-------- TEXTO FORNECIDO

A decisão da Justiça Federal do final de abril é referente a três casos ocorridos no interior de Minas Gerais, no município de Santos Dumont. Na pequena cidade de 40 mil habitantes, entre 1985 e 1987, existem denúncias sobre 176 adoções forçadas, com grande parte das crianças sendo levadas para Itália e França. O julgamento determinou que a União e o estado de Minas Gerais paguem, ao todo, R$ 1,8 milhão em indenizações a três famílias que tiveram seus filhos mandados para a Europa nesse período.
O julgamento foi referente ao caso de sete crianças, de três famílias, que foram levadas à força de suas casas por autoridades. As mães foram eram presas, interditadas e impedidas de reagir à retirada de seus filhos.
Em primeira instância, o pedido foi negado. No entanto, na segunda instância, a decisão alterou a visão inicial de que o caso haveria prescrito, considerando que os danos às famílias justificam um regime excepcional e reconhecendo a atuação do estado de Minas Gerais nas adoções ilegais. Já a União foi condenada por omissão ao permitir a saída das crianças do país.
“Usamos a tese de que crimes contra a humanidade não prescrevem. A decisão na segunda instância foi unânime em favor da ação, e espero que não seja revertida”, conta o advogado do processo, Flávio Tavares. Segundo ele, sempre houve grande desconfiança das vítimas de que recorrer à justiça pudesse ter algum efeito, uma impressão que pode mudar com a recente decisão.

----------------
-------- LISTAGEM

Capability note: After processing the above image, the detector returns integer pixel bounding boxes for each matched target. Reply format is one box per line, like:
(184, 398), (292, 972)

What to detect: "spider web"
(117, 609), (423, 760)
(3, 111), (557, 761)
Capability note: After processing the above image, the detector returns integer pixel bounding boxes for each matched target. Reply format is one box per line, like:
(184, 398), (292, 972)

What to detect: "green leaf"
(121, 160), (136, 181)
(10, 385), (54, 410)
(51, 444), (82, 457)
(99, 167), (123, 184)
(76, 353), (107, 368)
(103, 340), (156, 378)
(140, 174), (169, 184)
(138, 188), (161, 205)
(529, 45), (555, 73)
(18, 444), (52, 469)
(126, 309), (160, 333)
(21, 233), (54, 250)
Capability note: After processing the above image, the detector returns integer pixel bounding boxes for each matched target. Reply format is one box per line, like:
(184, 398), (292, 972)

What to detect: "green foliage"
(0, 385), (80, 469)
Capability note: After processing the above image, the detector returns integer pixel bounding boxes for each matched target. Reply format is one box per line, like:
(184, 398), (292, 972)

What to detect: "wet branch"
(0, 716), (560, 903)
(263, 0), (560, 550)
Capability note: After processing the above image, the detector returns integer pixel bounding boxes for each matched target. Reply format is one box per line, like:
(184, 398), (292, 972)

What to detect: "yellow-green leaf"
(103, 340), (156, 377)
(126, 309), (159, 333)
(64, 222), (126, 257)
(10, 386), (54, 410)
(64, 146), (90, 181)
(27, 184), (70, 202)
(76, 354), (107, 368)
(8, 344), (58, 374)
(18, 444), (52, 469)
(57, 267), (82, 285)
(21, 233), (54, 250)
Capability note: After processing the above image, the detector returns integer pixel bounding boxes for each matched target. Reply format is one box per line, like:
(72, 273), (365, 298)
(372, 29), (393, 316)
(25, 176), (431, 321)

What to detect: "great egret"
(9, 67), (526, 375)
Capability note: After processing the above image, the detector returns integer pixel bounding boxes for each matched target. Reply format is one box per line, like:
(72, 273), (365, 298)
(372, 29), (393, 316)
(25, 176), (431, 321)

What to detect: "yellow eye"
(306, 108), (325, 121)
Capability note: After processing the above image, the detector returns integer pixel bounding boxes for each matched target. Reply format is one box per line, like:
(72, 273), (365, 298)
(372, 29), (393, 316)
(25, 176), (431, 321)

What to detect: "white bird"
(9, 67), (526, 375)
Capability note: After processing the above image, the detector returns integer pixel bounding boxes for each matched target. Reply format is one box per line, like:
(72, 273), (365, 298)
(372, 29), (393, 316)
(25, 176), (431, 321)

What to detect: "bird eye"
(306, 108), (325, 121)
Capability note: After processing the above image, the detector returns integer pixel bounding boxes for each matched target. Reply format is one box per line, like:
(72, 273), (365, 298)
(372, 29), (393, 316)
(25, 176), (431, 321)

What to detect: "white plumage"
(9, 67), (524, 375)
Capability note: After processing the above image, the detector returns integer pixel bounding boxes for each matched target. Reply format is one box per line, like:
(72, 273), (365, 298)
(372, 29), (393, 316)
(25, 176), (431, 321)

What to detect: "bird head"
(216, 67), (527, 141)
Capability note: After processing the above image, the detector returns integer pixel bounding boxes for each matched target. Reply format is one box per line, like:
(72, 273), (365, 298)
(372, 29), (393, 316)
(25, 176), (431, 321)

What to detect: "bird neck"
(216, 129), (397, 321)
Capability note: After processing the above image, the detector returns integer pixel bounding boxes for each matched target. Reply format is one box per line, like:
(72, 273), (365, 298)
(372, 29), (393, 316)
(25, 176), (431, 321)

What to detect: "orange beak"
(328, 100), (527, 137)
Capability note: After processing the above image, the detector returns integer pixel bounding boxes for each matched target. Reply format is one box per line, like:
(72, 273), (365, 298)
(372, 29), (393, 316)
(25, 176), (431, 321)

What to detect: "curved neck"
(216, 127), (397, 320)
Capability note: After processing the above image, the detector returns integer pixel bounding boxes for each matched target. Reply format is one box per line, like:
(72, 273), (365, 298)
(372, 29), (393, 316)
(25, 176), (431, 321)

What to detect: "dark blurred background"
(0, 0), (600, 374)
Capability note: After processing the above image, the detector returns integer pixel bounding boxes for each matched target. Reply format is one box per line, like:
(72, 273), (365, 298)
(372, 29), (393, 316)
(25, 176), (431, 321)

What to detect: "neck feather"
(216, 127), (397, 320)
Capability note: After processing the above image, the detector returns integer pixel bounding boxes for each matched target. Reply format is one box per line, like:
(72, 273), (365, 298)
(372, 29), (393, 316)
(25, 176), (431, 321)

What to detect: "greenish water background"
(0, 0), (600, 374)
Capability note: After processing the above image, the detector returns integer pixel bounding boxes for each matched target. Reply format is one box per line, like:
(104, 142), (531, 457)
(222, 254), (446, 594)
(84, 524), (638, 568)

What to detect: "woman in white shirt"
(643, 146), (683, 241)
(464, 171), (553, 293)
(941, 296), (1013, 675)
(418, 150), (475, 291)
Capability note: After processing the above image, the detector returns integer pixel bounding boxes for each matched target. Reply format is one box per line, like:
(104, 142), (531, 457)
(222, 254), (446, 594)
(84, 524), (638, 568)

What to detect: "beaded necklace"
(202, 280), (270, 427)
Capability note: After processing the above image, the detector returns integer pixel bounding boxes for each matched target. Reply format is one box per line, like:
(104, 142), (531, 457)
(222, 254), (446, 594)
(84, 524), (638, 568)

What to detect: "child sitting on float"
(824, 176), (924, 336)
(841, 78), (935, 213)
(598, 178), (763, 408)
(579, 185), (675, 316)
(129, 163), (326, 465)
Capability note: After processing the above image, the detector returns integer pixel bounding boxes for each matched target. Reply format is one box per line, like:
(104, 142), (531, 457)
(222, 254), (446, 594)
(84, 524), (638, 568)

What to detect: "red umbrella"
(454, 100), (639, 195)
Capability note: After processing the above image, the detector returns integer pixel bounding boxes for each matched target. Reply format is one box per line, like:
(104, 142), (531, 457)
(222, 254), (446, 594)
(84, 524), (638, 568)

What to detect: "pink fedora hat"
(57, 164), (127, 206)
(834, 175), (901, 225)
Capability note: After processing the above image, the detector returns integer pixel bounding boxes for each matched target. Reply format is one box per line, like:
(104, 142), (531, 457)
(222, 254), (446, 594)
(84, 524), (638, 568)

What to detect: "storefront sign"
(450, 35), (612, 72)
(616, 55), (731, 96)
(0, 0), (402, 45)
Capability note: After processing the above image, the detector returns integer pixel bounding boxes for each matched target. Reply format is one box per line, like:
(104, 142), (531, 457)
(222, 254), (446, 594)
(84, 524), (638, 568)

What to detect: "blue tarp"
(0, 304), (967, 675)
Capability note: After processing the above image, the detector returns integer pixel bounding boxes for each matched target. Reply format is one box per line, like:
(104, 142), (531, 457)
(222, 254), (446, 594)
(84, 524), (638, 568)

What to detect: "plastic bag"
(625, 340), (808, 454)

----------------

→ **INSTRUÇÕES DA TAREFA**
Por favor, transcreva sem nenhuma alteração o trecho do texto sobre as adoções forçadas em Santos Dumont que começa em "A decisão da" e termina em "Europa nesse período.".

→ **TAREFA CONCLUÍDA**
A decisão da Justiça Federal do final de abril é referente a três casos ocorridos no interior de Minas Gerais, no município de Santos Dumont. Na pequena cidade de 40 mil habitantes, entre 1985 e 1987, existem denúncias sobre 176 adoções forçadas, com grande parte das crianças sendo levadas para Itália e França. O julgamento determinou que a União e o estado de Minas Gerais paguem, ao todo, R$ 1,8 milhão em indenizações a três famílias que tiveram seus filhos mandados para a Europa nesse período.